DATA PROVIDED
======
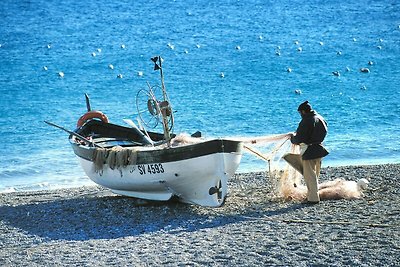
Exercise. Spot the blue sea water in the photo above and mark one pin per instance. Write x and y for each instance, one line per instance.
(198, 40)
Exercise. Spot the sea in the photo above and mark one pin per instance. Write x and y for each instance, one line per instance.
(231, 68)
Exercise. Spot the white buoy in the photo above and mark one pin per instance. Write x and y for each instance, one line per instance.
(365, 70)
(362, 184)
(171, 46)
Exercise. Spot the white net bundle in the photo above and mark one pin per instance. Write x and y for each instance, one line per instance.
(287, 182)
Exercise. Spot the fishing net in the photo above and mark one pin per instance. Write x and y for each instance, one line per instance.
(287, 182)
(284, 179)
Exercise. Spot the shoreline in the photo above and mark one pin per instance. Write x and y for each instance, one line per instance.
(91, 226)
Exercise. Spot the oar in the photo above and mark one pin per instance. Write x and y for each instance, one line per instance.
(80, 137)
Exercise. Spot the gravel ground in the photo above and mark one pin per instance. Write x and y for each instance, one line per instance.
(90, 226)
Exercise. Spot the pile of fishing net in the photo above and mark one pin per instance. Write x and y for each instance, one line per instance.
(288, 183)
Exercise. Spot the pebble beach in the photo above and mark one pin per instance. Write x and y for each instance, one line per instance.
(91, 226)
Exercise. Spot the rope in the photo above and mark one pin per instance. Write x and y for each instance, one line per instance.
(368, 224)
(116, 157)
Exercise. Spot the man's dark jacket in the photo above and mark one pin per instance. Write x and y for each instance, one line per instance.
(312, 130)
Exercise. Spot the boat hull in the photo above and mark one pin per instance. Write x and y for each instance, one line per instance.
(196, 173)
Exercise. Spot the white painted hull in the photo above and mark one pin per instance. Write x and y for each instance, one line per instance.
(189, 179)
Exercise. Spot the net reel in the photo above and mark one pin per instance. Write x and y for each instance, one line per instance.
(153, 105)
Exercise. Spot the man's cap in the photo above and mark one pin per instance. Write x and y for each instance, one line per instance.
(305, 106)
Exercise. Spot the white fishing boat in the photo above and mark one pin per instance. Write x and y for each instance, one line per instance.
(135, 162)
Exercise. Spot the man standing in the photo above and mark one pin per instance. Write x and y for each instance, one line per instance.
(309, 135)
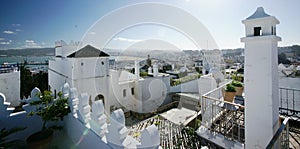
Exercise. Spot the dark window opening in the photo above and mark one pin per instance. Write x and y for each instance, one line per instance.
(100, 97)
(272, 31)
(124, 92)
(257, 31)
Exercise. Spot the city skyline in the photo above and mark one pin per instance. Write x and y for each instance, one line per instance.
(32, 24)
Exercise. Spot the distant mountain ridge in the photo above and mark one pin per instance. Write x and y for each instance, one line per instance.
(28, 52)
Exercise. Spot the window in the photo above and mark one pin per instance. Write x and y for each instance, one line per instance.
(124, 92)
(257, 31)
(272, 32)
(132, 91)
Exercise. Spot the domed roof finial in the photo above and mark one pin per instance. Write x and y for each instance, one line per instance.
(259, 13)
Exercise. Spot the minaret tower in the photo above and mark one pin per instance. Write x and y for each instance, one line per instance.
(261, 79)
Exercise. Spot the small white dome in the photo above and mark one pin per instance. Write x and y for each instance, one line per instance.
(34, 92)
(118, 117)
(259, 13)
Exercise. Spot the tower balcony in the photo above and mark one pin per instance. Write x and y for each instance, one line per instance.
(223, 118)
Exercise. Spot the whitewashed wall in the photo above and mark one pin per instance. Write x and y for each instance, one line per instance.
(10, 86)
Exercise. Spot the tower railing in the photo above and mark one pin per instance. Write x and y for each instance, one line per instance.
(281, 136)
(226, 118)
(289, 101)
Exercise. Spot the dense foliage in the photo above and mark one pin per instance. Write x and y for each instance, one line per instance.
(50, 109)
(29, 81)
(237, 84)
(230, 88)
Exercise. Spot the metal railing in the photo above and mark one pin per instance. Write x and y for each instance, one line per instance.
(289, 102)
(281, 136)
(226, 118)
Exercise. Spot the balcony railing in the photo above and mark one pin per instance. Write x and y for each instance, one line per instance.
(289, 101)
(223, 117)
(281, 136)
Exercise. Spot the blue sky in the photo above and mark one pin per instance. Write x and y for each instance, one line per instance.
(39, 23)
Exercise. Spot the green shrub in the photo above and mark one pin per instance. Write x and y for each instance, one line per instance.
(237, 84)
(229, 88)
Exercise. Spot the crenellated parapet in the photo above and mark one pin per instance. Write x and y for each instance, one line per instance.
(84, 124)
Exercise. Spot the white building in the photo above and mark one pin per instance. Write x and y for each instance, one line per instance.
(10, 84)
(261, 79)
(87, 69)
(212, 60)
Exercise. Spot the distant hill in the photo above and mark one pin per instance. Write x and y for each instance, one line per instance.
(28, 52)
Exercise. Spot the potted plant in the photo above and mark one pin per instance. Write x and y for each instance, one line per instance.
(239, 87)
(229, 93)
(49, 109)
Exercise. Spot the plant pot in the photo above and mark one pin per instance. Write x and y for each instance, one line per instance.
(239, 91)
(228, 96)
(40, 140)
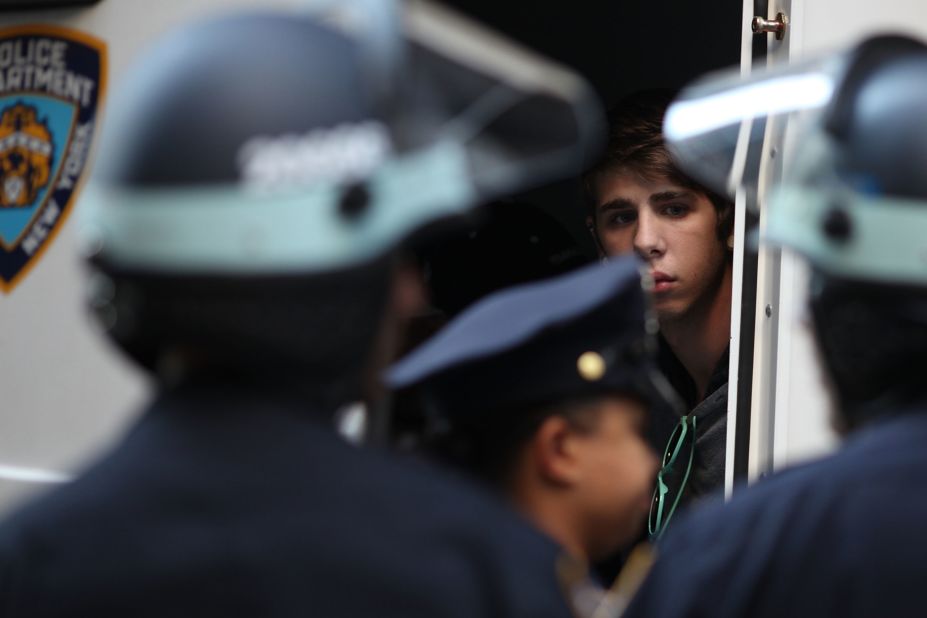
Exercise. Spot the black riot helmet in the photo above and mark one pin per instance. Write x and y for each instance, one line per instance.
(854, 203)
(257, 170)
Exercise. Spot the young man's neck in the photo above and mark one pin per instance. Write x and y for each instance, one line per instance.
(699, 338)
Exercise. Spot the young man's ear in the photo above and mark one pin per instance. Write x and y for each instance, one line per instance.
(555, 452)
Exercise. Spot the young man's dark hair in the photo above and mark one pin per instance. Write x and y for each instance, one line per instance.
======
WORK REQUIRED
Give the material above again exactly as it stands, minus any images.

REPLY TO THE EXERCISE
Exercise. Spot the blue sea water in the photo above and mark one pin per instance. Write x and y for each instance, one line per instance.
(198, 40)
Exercise. Spot the sea in the photo above and mark one pin per instance. Write x and y for each instance, one line per instance.
(231, 68)
Exercise. Spot the white buoy in the photo above and mark one pin per instance. Write x and y for each instance, one line per instance.
(365, 70)
(362, 184)
(171, 46)
Exercise. Spot the white net bundle in the photo above and mark one pin per instance. Write x and y for each instance, one line per instance.
(287, 182)
Exercise. Spot the fishing net in the photo above and mark one pin per instance. Write x and y for each instance, one line per instance.
(287, 182)
(284, 179)
Exercise. Spot the shoreline in the photo above and mark one pin per instance. Write x and y for each instance, one line per instance.
(91, 226)
Exercise. Spot the oar in the photo above and mark one pin per instance. Write x and y for each instance, one line per instance.
(80, 137)
Exercise. Spot the gravel ground in the photo above and mark one pin per instance. Write x and y for each instance, one line per instance.
(90, 226)
Exercise. Spot the pile of fishing net in the photo above and mark one pin per instance. Write x and y for each instance, one line per instance.
(288, 183)
Exercise. Spot the pebble beach in the photo above and mark one pin per instance. Write x and y for each instance, one line per instance.
(91, 226)
Exercise. Spot the rope in the photo above and mark one pin per instance. Write x and y for each instance, one line per instance.
(368, 224)
(116, 157)
Exercise. Spot the man's dark jacket in the photo above and mark one pin per instance. Write x and y for each instance, one line per instance.
(312, 130)
Exercise. Spot the boat hull in the photo above and mark one pin per instance. Write x and y for each instance, one line per instance.
(196, 173)
Exercise. Spot the white painted hull in the photo above and mark one pin per instance. Write x and y for each instance, one line per instance.
(189, 179)
Exercise. Spot the net reel in the photo above and mark one pin per instance. Write x and y for each instance, one line per instance.
(153, 105)
Exercise. Spot the man's cap in the photo above and mark one pin per instance. Write x and y for each instance, one line per instance.
(305, 106)
Exercise. Spot the white fishing boat in the photo above and mark one pin per instance. Write x and y for each instance, one line per instance.
(135, 162)
Exercise. Spot the man standing in the photo above and mark one pin per instance. Write x and y for each instance, one line per instance.
(309, 135)
Exercise. Spot the dark window opening in the photo above and mark one pin per instance. Write x and y for each instance, one line per instance.
(100, 97)
(272, 31)
(124, 92)
(257, 31)
Exercise. Spot the city skyline in the photo above and mark one pin per instance. Write x and y for each instance, one line per instance.
(32, 24)
Exercise. Spot the distant mountain ridge in the photo above and mark one pin per instance. Write x and y for each instance, one line per instance.
(28, 52)
Exercise. Spot the window in the photo above and mark one pin per instance. Write x and y for each instance, one line per instance.
(124, 92)
(257, 31)
(272, 32)
(132, 91)
Exercise. Spot the domed roof finial in the photo above and mark one pin per instance. Write x and y for each instance, one line per instance.
(259, 13)
Exercise. Spot the minaret tower in the photo above and mark one pin per instance. Write x and y for each instance, one line per instance.
(261, 79)
Exercise. Spot the small white dome in the photo above and mark one pin per instance. Write x and y for each instance, one line per instance.
(34, 92)
(118, 117)
(259, 13)
Exercise. Spot the tower balcony in the photo above and mark one pin per instance. Write x and y for each instance, one line per instance.
(223, 118)
Exercise. Spot the whitewashed wall in the photo above and mark one pin per instance. Write x and y for each instance, one line per instance.
(10, 86)
Exercise. Spot the tower railing in the photo above and mark one pin per instance. Write x and y for each instance, one line per instance.
(281, 136)
(226, 118)
(289, 101)
Exercise. Spot the dense foliage in the photo above and mark one pin per instance. Write x and y for each instance, one line per instance.
(50, 109)
(29, 81)
(237, 84)
(230, 88)
Exercise. Spot the metal railing in the photo above and mark one pin per instance. Write x and y for each instance, one line per instance.
(289, 102)
(281, 136)
(226, 118)
Exercise. Spot the balcony railing in the photo above and mark one pin per instance. Write x and y for each instance, one line per instance.
(289, 101)
(223, 117)
(281, 136)
Exercise. Spot the blue sky in the photo above and mark one pin per instance. Write x and y for each instance, one line per instance.
(39, 23)
Exercise. Spot the green shrub in the photo above and mark one pin per instance. Write x and y for each instance, one line per instance.
(237, 84)
(229, 88)
Exercise. Spot the crenellated parapet in the photo above and mark one pin per instance. Write x and y for each instance, one line per instance.
(84, 124)
Exercise. Spot the white building in the photo above and mark one pin per instance. Write x and y for each instance, one line per instance.
(10, 84)
(261, 79)
(87, 69)
(212, 60)
Exercise. Spot the distant hill in the photo above and mark one pin per instance. Write x and y for each instance, one line per instance.
(28, 52)
Exercise. Spot the potted plant in the photo above and mark one pin per instance. Write x and y for each instance, one line per instance.
(239, 87)
(229, 93)
(49, 109)
Exercise. Spot the plant pot in the photo above and mark one pin per instance. Write x and y for each instance, one line per instance.
(239, 91)
(228, 96)
(40, 140)
Exercise. Spot the black riot helmet in the photo above and mark one pin per instance. Write x and y for each instance, one line per instance.
(854, 203)
(257, 170)
Exercise. Spot the young man's neck in the photo above and mark one pin per instance. Write x and y for each instance, one line per instance.
(699, 338)
Exercise. Spot the young man's ear in the photo above and mark one pin per instance. Write x and y for each instance, one line per instance.
(555, 452)
Exercise. Spot the young man's dark hair in the photo above and mark one pin per instance. Write x and y for each instance, one line per instance.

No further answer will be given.